- **Exercise details**
Could you write out every record below exactly, leaving out any pictures?

- **Data for the task**
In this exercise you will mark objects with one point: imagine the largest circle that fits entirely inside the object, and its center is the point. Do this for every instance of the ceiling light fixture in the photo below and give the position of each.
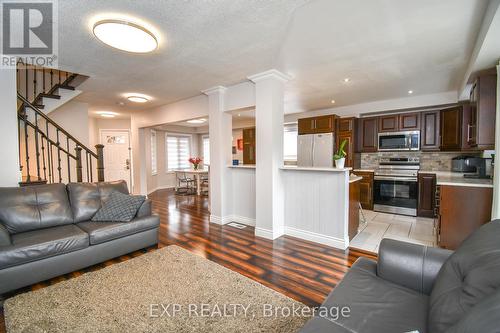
(107, 114)
(138, 99)
(197, 121)
(125, 36)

- **Solution for this problem**
In this exercise you will mark objects with one point: imagine the largest circle that fits entirely inside the object, and its center is the point. Do this for every instance of the ceiling light fixture in the photo below and give the position of each.
(107, 114)
(138, 99)
(197, 121)
(125, 36)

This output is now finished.